▶ **Your task**
Return each line of the data below that contains the word "rough".

START Information

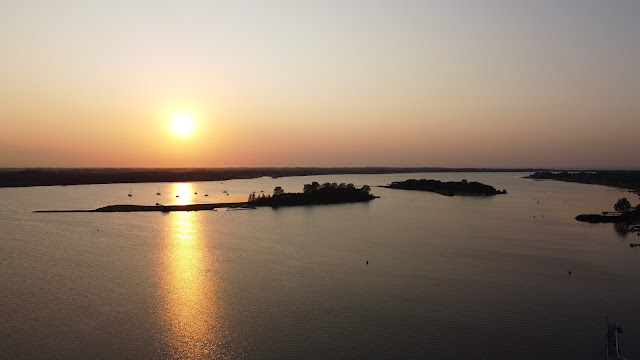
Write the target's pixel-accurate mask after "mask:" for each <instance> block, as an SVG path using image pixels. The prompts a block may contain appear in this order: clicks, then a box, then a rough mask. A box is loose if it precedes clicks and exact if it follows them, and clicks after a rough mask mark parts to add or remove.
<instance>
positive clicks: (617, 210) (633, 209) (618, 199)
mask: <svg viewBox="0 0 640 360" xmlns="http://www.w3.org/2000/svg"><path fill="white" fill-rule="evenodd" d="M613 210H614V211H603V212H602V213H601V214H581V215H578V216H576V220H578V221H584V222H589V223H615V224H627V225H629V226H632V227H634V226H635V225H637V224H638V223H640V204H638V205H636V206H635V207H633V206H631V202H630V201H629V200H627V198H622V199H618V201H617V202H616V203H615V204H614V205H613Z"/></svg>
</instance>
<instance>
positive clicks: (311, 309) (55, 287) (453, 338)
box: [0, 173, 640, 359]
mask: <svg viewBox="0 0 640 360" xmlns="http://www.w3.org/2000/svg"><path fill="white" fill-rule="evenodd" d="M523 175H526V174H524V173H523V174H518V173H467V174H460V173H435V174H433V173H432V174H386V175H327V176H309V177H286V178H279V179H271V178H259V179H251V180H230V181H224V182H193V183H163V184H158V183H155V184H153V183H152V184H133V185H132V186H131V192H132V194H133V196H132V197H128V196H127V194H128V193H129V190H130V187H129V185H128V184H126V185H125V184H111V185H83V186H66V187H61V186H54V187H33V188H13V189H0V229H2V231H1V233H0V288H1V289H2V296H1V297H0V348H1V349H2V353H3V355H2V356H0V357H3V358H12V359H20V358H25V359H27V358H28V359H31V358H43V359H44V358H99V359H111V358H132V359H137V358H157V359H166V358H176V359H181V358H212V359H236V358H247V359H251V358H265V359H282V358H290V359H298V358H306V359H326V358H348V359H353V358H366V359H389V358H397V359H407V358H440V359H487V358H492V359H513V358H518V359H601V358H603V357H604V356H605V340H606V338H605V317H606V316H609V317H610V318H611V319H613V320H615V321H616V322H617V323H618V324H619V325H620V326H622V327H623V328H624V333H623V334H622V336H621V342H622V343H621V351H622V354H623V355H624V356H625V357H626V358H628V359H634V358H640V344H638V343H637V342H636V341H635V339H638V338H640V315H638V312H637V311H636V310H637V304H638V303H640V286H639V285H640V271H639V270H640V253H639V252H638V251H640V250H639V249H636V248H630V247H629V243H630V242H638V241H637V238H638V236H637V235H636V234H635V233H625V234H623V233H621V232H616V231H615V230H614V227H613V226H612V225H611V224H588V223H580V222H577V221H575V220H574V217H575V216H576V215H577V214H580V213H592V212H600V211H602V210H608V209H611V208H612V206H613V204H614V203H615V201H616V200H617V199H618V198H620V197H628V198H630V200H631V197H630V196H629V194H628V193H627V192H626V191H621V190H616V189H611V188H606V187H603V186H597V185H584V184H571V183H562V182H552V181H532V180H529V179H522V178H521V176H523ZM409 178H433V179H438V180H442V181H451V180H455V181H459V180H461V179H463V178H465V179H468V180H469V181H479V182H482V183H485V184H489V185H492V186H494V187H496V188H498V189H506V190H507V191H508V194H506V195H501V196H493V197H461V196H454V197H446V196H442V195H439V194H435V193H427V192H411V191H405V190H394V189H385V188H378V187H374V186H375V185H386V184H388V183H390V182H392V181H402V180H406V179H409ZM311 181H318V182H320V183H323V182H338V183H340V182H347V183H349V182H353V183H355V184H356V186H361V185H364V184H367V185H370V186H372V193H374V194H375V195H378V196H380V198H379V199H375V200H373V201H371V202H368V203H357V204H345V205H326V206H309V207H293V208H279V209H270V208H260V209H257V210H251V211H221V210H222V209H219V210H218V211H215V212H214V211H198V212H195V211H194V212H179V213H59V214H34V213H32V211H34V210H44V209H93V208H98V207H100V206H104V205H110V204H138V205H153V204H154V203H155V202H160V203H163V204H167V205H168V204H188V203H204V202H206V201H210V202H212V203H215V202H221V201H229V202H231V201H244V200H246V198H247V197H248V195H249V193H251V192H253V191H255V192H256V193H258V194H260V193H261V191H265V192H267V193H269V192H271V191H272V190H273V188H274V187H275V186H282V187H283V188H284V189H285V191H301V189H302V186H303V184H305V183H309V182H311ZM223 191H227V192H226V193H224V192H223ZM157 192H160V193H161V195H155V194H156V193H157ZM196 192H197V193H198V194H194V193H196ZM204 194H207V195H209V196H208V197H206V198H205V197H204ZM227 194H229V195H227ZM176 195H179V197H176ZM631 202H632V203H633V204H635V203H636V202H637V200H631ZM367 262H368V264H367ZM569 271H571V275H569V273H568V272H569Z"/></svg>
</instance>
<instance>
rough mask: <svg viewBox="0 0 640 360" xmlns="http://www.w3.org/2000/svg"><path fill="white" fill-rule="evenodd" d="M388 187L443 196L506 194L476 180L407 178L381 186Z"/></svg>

END Information

▶ **Task response**
Write the target's pixel-accurate mask after "mask:" for each <instance> block, as an SVG path using image pixels. The prompts a block may contain appear in this order: clicks, then a box, then a rough mask. A box is loose if it precedes clicks and exact if it follows them, and clicks after a rough mask mark parts to add or remove.
rough mask: <svg viewBox="0 0 640 360" xmlns="http://www.w3.org/2000/svg"><path fill="white" fill-rule="evenodd" d="M388 187L443 196L506 194L476 180L407 178L381 186Z"/></svg>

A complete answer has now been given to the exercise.